→ **SUPPLIED ENTRIES**
■ ■ ■

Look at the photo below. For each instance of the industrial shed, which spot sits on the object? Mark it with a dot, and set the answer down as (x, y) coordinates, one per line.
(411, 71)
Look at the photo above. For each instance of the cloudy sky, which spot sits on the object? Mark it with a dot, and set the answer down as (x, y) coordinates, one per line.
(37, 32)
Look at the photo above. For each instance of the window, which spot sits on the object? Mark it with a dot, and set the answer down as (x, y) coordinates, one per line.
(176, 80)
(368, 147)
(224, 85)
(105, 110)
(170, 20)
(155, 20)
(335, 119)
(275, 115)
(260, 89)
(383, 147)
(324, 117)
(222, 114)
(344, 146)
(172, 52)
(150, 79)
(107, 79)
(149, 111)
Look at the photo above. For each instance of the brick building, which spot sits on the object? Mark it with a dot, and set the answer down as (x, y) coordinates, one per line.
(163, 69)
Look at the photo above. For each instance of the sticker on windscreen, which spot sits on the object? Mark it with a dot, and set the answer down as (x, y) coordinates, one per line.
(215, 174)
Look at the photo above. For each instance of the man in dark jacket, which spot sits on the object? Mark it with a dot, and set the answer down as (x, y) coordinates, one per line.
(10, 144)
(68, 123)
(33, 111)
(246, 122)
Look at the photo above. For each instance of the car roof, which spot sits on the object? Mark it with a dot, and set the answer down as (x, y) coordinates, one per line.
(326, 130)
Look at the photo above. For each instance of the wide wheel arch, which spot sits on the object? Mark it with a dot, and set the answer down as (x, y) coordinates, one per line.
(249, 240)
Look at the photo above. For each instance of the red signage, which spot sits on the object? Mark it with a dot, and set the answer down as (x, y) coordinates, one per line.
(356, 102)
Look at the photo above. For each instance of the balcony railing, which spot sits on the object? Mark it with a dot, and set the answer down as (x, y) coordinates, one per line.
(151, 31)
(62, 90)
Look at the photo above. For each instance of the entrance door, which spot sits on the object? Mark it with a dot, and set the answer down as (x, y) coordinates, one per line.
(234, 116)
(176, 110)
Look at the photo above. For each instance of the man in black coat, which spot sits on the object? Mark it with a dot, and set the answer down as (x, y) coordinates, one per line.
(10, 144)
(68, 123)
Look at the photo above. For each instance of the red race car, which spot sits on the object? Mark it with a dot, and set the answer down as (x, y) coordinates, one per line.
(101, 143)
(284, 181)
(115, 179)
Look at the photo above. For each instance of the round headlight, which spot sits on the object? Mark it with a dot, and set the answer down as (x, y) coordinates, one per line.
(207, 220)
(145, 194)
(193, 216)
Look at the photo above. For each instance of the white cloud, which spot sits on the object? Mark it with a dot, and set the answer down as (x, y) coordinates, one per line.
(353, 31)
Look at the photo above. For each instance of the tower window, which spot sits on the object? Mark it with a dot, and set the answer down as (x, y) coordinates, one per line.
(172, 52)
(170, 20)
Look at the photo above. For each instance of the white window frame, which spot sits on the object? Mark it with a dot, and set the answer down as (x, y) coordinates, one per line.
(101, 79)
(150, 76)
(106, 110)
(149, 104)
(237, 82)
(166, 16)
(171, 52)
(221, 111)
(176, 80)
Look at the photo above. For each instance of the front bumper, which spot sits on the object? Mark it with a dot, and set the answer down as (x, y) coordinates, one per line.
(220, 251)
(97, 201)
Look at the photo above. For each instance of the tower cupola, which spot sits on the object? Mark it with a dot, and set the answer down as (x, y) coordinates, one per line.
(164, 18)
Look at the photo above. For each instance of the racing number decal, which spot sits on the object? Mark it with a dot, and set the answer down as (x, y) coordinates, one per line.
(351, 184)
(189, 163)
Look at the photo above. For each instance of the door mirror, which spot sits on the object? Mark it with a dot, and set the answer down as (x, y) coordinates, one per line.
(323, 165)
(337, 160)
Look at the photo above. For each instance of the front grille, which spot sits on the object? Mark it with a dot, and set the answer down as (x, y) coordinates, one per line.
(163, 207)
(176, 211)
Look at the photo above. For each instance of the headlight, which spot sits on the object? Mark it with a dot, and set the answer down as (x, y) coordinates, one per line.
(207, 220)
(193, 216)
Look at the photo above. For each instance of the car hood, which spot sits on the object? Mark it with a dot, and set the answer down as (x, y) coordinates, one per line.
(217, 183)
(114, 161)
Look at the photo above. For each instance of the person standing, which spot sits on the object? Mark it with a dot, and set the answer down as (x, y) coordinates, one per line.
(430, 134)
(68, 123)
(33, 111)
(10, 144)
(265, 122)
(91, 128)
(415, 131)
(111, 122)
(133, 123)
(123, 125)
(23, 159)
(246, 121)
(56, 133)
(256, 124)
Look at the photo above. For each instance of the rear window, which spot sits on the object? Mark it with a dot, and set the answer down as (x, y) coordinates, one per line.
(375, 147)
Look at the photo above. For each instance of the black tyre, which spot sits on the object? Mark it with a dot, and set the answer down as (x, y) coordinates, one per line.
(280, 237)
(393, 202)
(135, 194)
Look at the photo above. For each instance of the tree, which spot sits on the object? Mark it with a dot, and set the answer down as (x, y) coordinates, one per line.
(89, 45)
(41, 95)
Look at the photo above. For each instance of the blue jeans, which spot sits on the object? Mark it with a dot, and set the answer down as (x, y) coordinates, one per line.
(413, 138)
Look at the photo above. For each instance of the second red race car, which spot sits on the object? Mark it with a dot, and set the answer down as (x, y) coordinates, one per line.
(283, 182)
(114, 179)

■ ■ ■

→ **THE TASK**
Exactly reproduce every line of the data above.

→ **SOLUTION TO THE PROBLEM**
Look at the photo below. For each instance of the industrial shed, which spot sits on the object? Mark it with a dot, and set the answer down as (x, y) coordinates, one per line.
(411, 71)
Look at the photo above. For each instance of the cloudy sky, which spot sits on the object? Mark it with a dot, and set the answer down as (x, y) coordinates, one per line.
(37, 32)
Look at the photo above. For each instance of the window, which spot sits on the object? Mark it with a dot, and set the answer down as (x, y) coordinates, one per line.
(176, 80)
(368, 147)
(224, 85)
(105, 110)
(170, 20)
(155, 20)
(335, 119)
(275, 115)
(260, 89)
(383, 147)
(324, 117)
(222, 114)
(344, 146)
(172, 52)
(150, 79)
(107, 79)
(149, 111)
Look at the photo above. For each instance of the brick building, which spot sits on the object? Mark it with a dot, and set the answer down as (x, y) coordinates, one per line.
(163, 69)
Look at the photo above. For each instance of the sticker on windscreen, which spot sits on the object? Mark it with a dot, and set the answer down as (x, y) coordinates, one per line.
(215, 174)
Look at the photo above. For each instance of the man in dark jacket, which spot sits on the object? Mark it with a dot, and set the answer down as (x, y) coordinates, one per line.
(10, 144)
(68, 123)
(33, 111)
(246, 122)
Look at the photo above. For each instance of the car roof, which spot sits on the object? Mark it with a dot, and set the answer down as (x, y) coordinates, one per line.
(326, 130)
Look at the photo above. For each instance of the wide wheel arch, which spot sits on the object? Mark it with a dot, and set the answer down as (x, y) coordinates, one per line.
(249, 240)
Look at the photo above. For each instance of the red signage, which spot sits on the object? Mark it with a dot, and set the answer down as (x, y) coordinates, one per line.
(356, 102)
Look at the photo above. For each instance of the balcony railing, which spot sits on the object? Mark it with a dot, and set the answer down as (x, y) coordinates, one per line.
(151, 31)
(62, 90)
Look at the photo above. For each instance of the entrance door, which spot sits on the object? Mark it with a dot, and set the answer down as (x, y) coordinates, one per line.
(234, 116)
(176, 110)
Look at the photo above. For each instance of the man in black coat, which spot sits on the object? Mark it with a dot, and set the answer down as (x, y) coordinates, one per line.
(10, 144)
(68, 123)
Look at the photo above. For each instance of the red race car, which spot sits on the object? Mark it with a dot, and set the answer down as (x, y) coordinates, one per line.
(101, 143)
(284, 181)
(115, 179)
Look at the photo above. For each instance of the round headlight, which spot sits on the object? Mark it with a dot, and set the answer down as (x, y) coordinates, one per line.
(207, 220)
(145, 194)
(193, 216)
Look at the photo above. For each instance of the white cloud, which spot sits on the object? Mark it with a dot, and set the answer down as (x, y) coordinates, one per line.
(353, 31)
Look at the photo above. For each instance of the tower window, which spot sits on the object? Mark it with a dot, and set the answer down as (x, y) coordinates, one per line.
(172, 52)
(170, 20)
Look at the photo above. For each instance of the white window frame, which spot sits on the object? Mark it with a dot, and set the answer down as (x, y) coordinates, one per line.
(101, 79)
(150, 76)
(106, 110)
(149, 104)
(237, 82)
(166, 16)
(171, 52)
(221, 111)
(176, 80)
Look at the photo above. For each instance of the front bumper, which spot sits on the object? Mark it with a dot, and set the answer down as (x, y) coordinates, one per line.
(220, 251)
(97, 201)
Look at the photo above. For each instance of the tower cupola, which spot sits on the object? Mark it with a dot, and set the answer down as (x, y) coordinates, one per line.
(164, 18)
Look at the photo above. For each instance of the racing number decal, which spot sits on the object? Mark it with a dot, and set the answer down as (x, y) coordinates, one per line.
(351, 184)
(189, 163)
Look at the photo above. For each instance of the door mirror, which spot sits on the object? Mark it with a dot, and set the answer down as (x, y) coordinates, one per line.
(323, 165)
(337, 160)
Look at the photo above. For each instance of the front grille, which spot sits on the object? Mark it with a dot, and set the answer down as (x, y) coordinates, one per line.
(163, 207)
(176, 211)
Look at the photo above. For each instance of the headlight, which spot sits on the object? Mark it with a dot, and set the answer down as (x, y) coordinates, one per line.
(207, 220)
(193, 216)
Look at the photo above. For each instance of the car hood, which spot sits on the object? Mark it with a dot, and set the answer down as (x, y) coordinates, one per line.
(217, 183)
(114, 161)
Look at the photo above. For each instance of the person standing, which spot sits on the object? Mark it with a dot, and set the answer down as (x, y) coordinates, one per line.
(430, 134)
(68, 123)
(33, 111)
(10, 144)
(265, 122)
(91, 128)
(415, 131)
(111, 122)
(133, 123)
(123, 125)
(23, 159)
(246, 121)
(56, 133)
(256, 124)
Look at the photo above. For each instance of the rear window, which spot sits on the object? Mark it with a dot, and set the answer down as (x, y) coordinates, one per line.
(375, 147)
Look at the photo above. For each instance of the black tyre, which spot sits on the object? Mark it with a dot, and set the answer down as (x, y) coordinates, one per line.
(280, 237)
(393, 202)
(135, 194)
Look at the photo above. For each instance of the tree, which spot sits on the object? Mark it with a dot, and set the answer down as (x, y) coordinates, one per line.
(89, 45)
(41, 95)
Look at the photo above. For each instance of the blue jeans, which spot sits on the object? Mark it with a dot, and set the answer down as (x, y) coordinates, one per line.
(413, 138)
Look at the photo above. For each instance of the second red race car, which spot sits on the object? Mark it with a dot, and set the answer down as (x, y) coordinates, one per line.
(283, 182)
(114, 179)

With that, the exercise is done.